[Dataset entries]

● ● ● ● ●

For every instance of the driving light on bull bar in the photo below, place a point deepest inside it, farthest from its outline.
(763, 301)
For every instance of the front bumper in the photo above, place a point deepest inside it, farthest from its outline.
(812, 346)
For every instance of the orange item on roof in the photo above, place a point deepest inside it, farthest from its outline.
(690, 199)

● ● ● ● ●

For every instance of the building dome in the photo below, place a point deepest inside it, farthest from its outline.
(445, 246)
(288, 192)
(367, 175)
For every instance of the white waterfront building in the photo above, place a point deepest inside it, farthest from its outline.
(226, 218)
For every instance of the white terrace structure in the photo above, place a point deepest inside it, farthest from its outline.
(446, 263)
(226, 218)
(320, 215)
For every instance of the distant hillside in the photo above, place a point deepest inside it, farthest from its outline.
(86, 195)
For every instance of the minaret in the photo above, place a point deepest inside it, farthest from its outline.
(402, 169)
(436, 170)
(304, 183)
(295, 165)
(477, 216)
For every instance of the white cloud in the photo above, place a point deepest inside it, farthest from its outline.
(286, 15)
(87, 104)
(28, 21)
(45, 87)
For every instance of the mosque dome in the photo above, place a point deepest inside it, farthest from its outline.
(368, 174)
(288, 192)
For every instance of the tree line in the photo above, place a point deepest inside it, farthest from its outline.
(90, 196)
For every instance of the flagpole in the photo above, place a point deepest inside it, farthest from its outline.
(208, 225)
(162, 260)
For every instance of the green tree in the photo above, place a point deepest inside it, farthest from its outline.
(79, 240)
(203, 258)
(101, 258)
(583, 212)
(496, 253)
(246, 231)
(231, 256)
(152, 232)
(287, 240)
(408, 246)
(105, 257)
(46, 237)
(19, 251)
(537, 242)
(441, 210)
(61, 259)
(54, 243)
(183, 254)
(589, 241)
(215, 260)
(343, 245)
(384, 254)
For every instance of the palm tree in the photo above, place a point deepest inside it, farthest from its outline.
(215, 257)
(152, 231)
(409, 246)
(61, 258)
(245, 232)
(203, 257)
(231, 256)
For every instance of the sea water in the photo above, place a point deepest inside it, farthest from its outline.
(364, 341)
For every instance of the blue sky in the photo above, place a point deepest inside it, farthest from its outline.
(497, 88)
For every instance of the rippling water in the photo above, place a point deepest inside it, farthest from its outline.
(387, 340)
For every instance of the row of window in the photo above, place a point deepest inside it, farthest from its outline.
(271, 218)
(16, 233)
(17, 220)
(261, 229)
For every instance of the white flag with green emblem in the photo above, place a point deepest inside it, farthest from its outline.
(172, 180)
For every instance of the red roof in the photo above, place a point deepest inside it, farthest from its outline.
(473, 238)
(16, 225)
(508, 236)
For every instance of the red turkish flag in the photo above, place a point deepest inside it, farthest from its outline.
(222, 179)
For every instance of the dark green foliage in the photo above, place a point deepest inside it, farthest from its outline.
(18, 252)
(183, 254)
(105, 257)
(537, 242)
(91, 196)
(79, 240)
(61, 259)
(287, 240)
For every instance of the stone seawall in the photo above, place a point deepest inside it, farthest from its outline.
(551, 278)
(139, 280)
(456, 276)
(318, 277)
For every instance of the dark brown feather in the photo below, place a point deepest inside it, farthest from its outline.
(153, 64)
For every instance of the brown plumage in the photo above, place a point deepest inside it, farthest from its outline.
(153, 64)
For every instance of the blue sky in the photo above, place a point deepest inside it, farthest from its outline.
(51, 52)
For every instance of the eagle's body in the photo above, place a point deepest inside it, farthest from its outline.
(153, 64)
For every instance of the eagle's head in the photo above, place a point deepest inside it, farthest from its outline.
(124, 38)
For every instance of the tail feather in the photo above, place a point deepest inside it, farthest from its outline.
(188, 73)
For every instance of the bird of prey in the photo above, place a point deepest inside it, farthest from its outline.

● ● ● ● ●

[Exercise aim] Copy, exactly and only, the lines above that begin with the one containing "For every instance of the tail" and finish with the one containing "For every instance of the bird".

[Your solution]
For every instance of the tail feather in the photo above, place a point deepest inside it, farthest from its outline.
(188, 73)
For every instance of the bird of prey in the photo above, place a point deepest inside it, farthest from its outline.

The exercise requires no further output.